Description of the task >>
Which lines in the listing below contain the word "rocky"? Copy each of those lines in full.

+++

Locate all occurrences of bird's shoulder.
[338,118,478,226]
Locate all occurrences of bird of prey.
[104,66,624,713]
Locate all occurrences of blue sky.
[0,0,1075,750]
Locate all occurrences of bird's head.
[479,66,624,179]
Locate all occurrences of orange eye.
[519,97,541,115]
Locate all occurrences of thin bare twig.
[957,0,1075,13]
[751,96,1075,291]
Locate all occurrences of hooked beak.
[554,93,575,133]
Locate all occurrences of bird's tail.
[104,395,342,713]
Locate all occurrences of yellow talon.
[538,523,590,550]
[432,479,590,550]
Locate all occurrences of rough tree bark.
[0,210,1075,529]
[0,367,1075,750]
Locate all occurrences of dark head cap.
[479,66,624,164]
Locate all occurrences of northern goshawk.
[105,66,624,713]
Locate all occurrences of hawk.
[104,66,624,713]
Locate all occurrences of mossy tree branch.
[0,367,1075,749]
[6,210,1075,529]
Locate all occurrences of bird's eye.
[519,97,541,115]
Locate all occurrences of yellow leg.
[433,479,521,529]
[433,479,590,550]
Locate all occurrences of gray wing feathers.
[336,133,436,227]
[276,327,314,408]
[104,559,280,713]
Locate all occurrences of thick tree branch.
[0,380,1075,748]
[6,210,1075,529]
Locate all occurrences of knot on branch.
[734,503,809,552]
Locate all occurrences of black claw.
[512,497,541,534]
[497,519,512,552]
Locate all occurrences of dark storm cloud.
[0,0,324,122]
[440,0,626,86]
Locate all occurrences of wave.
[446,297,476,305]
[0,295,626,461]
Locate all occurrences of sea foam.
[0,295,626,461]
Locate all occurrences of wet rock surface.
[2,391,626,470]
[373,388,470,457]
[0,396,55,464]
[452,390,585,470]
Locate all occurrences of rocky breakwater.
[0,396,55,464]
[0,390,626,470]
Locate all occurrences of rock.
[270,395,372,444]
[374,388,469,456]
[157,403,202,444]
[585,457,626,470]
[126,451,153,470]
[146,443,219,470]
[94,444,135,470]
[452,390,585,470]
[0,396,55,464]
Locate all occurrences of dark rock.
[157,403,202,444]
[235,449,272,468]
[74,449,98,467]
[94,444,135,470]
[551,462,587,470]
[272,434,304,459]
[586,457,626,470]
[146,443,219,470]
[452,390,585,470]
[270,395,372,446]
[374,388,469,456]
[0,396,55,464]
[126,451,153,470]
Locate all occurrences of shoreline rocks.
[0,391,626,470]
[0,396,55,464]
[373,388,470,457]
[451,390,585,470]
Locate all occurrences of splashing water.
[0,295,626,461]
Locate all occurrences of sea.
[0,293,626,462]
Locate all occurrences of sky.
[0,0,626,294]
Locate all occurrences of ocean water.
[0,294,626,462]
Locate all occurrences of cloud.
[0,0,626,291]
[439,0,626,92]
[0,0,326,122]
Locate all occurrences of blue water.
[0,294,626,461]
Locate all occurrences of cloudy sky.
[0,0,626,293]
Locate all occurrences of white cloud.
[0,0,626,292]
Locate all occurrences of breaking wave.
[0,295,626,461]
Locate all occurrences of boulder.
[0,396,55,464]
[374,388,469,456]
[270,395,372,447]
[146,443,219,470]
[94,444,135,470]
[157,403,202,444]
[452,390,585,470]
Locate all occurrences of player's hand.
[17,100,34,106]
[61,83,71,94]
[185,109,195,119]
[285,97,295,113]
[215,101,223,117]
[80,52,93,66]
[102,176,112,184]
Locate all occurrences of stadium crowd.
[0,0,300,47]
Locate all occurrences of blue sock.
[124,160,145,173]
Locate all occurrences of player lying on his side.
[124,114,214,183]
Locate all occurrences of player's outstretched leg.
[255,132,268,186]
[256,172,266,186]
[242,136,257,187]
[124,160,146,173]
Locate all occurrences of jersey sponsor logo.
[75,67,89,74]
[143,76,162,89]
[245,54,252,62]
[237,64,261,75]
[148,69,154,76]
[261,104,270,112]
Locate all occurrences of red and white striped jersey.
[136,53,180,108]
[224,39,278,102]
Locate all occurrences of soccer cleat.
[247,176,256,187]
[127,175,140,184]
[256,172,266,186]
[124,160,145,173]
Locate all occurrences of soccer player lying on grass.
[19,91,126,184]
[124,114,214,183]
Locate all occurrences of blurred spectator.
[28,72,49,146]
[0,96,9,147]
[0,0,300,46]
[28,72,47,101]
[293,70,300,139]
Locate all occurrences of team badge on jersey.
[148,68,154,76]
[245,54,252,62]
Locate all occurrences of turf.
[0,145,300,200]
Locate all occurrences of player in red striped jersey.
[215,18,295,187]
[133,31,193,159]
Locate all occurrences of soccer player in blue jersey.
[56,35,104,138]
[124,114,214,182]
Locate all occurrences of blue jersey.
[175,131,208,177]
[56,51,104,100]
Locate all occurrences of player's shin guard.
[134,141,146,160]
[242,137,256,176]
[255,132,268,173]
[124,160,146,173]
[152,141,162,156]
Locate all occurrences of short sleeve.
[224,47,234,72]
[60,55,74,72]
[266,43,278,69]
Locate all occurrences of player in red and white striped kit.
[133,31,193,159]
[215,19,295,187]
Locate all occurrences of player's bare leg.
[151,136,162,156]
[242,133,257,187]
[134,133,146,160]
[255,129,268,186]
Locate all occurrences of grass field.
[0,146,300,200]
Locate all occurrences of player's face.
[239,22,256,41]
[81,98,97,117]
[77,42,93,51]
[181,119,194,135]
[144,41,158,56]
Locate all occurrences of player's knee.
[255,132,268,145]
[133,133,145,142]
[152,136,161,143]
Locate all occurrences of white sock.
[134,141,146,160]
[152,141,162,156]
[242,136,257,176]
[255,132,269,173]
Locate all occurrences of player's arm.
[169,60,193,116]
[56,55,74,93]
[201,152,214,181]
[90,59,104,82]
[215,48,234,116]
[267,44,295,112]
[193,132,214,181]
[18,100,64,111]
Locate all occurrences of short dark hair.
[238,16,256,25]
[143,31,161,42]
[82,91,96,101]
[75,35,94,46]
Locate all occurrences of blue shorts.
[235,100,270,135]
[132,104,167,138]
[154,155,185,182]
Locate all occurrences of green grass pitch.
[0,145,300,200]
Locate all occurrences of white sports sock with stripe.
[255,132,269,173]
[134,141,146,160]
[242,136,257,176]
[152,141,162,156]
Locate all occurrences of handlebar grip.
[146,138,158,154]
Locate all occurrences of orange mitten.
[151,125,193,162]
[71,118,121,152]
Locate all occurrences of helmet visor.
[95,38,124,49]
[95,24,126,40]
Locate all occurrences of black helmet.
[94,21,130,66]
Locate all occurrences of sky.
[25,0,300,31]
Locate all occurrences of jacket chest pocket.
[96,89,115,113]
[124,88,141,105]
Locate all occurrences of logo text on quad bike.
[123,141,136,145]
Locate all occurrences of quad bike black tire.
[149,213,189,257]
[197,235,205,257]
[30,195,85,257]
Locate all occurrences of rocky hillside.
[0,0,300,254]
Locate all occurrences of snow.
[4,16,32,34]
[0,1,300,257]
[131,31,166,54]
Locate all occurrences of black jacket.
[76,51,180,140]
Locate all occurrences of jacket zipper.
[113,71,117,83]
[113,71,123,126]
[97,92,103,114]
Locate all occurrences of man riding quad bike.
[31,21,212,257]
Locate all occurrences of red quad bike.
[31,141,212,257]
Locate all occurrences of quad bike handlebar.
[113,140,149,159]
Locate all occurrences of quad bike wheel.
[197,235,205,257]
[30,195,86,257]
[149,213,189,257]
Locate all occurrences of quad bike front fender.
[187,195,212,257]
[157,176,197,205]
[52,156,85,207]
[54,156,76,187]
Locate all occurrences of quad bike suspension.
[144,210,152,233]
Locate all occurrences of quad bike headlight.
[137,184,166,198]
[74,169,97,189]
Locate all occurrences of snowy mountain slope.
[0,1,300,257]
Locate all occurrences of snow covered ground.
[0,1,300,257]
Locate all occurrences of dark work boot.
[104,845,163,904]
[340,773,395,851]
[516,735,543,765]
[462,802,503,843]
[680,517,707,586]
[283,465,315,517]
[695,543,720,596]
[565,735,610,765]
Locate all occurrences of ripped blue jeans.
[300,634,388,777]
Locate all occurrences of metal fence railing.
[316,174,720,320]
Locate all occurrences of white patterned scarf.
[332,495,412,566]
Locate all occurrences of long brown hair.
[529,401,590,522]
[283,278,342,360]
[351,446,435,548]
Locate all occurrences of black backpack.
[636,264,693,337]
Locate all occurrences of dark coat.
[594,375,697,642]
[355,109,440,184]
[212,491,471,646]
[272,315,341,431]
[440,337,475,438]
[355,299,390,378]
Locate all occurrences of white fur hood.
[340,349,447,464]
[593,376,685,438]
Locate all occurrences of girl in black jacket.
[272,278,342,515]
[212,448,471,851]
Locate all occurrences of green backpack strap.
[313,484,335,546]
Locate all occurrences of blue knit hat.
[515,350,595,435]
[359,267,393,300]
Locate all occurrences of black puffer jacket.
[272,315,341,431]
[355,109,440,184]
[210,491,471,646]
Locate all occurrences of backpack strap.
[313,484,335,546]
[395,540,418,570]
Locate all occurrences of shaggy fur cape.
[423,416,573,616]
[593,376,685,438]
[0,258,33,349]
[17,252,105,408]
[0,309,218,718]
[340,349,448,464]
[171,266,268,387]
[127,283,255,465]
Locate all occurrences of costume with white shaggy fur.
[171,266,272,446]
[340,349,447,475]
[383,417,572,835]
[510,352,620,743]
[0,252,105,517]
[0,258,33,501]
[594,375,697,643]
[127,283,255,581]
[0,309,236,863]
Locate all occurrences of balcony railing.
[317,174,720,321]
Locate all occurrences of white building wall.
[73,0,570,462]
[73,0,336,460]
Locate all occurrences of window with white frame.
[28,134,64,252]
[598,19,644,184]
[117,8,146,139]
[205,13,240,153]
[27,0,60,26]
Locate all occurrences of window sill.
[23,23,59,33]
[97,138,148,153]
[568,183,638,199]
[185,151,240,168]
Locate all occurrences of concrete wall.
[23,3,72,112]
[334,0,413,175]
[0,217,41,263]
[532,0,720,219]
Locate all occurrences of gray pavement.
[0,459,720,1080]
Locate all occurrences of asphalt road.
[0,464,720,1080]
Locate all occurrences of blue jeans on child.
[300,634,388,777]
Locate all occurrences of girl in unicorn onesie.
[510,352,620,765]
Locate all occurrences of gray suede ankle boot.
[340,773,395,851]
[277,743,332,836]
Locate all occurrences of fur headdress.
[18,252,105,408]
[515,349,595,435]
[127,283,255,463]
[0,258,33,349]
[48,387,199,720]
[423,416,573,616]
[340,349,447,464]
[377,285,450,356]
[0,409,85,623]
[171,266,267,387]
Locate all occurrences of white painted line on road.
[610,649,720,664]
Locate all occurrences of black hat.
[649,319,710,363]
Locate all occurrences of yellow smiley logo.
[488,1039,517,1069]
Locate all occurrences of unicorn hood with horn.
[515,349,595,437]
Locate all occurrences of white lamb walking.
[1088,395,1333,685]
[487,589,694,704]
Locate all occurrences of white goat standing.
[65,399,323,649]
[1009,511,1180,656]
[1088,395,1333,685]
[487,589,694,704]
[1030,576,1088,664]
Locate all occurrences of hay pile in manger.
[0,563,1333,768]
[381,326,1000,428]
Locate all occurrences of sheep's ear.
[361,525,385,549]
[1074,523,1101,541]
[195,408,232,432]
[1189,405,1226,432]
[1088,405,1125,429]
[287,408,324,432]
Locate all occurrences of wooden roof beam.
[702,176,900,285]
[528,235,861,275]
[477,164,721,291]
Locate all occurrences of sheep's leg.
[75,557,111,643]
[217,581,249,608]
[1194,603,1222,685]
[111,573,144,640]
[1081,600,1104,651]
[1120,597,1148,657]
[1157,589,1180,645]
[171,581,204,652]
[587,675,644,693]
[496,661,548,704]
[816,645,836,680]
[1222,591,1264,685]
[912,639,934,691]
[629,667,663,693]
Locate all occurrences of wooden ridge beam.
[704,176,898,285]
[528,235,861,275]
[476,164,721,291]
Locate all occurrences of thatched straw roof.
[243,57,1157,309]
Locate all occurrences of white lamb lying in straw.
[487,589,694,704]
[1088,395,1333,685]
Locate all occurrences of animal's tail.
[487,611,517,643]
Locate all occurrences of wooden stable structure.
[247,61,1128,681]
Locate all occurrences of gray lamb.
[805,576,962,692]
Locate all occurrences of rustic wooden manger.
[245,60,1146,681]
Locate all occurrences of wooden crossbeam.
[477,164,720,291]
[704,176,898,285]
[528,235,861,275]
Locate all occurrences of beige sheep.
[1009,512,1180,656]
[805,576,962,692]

+++

Correct result >>
Locate all occurrences of rocky breakwater.
Locate all occurrences of rocky hillside.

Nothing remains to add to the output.